[BEGIN Provided records]
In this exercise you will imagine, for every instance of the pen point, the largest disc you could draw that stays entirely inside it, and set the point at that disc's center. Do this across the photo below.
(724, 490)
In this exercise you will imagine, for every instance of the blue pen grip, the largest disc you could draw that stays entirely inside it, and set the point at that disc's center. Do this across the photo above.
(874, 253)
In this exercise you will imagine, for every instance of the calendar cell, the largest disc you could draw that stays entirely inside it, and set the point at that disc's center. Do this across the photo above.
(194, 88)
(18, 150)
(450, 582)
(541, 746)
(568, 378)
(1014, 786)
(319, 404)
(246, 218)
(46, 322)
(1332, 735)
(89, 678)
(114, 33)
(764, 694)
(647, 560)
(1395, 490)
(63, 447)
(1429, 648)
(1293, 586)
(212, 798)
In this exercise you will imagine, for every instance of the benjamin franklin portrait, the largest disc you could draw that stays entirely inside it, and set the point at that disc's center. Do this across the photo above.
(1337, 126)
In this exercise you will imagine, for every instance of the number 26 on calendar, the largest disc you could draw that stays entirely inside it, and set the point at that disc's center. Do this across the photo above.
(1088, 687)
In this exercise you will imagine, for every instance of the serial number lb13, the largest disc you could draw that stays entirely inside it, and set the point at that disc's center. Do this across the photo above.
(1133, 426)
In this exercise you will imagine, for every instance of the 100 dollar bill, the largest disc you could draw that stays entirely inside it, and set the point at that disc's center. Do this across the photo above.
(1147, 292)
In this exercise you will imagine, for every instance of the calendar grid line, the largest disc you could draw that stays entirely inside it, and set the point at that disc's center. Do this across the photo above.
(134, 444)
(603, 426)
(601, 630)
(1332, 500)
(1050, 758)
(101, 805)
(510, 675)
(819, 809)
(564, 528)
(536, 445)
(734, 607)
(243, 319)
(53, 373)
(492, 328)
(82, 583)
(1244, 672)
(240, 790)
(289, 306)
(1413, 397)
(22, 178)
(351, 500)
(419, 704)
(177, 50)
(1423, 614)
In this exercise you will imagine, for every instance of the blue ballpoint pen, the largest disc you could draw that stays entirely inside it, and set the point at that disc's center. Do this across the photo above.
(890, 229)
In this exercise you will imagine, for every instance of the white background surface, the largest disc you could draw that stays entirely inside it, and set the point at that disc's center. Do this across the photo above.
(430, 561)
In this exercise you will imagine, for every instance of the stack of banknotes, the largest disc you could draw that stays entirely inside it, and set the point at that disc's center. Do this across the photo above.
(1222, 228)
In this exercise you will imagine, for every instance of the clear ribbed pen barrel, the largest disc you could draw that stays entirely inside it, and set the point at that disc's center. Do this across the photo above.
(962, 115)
[END Provided records]
--- Exercise ---
Please rewrite the records above as a numbered list, with any blank lines left out.

--- Completed task ---
1. In this exercise you will imagine, for every instance of the pen point, the largest disc you could draw that stays entirely inside it, and set the point at that disc's center. Do this across the photo below.
2. (724, 490)
3. In this exercise you will imagine, for every instance of the blue pen grip, the largest disc you could draw that stays entirely inside it, and set the point at that disc's center. Do this across the photo above.
4. (874, 253)
5. In this exercise you will imagine, for every instance of the calendar cell, the largest disc you could draw that stays entirely inside it, and set the point at that disc's center. Do this across the photo above.
6. (194, 88)
7. (18, 150)
8. (450, 582)
9. (541, 746)
10. (568, 378)
11. (1014, 786)
12. (319, 404)
13. (246, 218)
14. (46, 322)
15. (1332, 735)
16. (89, 678)
17. (114, 33)
18. (764, 694)
19. (647, 560)
20. (1395, 490)
21. (63, 447)
22. (1429, 648)
23. (1293, 586)
24. (212, 798)
25. In this exercise you will imagine, for every instance of the benjamin franklin portrait, the largest disc you could draw that stays entirely inside it, and set the point at that disc's center. Do this across the photo above.
26. (1337, 126)
27. In this exercise you will imagine, for every instance of the number 26 on calendar, the largest disc you could draw that stays entirely inside it, and set the point at that disc's center. Do this across the photo above.
28. (1088, 687)
29. In this exercise you will imagine, for every instance of the serial number lb13, the largest disc you could draw that stays entirely inside it, and set the point at that disc's center. Do this across the photo above.
30. (1133, 426)
31. In this exercise you will imagine, for every instance of the 100 dollar bill, the largest disc you could draw that stays entirely inside it, and set the point at that disc's center. Do this across the photo above.
32. (1147, 292)
33. In this exercise you will imagine, for every instance of the calendar grid line, the largest disc you could draw that stays entirely inside it, and set the point at that disc's center. Do this across the photo above.
34. (134, 444)
35. (603, 426)
36. (601, 630)
37. (1332, 500)
38. (1050, 758)
39. (101, 805)
40. (510, 675)
41. (819, 809)
42. (564, 528)
43. (536, 445)
44. (734, 607)
45. (243, 319)
46. (53, 373)
47. (492, 328)
48. (82, 583)
49. (1244, 672)
50. (240, 790)
51. (289, 306)
52. (1413, 397)
53. (22, 178)
54. (351, 500)
55. (419, 704)
56. (177, 50)
57. (1423, 614)
58. In this exercise you will imagine, for every instance of the blue ballpoint pen, the largest disc you could draw that stays entirely inside it, and set the point at that disc's center. Do this across the photo above.
59. (890, 229)
60. In this exercise you will imagine, for every instance of the white background surface, the largest disc you could draw that stays entirely inside it, and set the point at that disc's center. Do this across the photo above.
61. (430, 561)
62. In this exercise you will imagine, for every instance of the stack of banknotes, the largest disc you could draw that stays entirely inside it, and set the point at that disc's center. Do this across the photo above.
63. (1222, 228)
64. In this exercise you will imagine, for every instance of the clear ribbed pen barrel, the largest disc you could draw that stays entirely inside it, and set the point at that disc's center. Do this across the photo above.
65. (962, 115)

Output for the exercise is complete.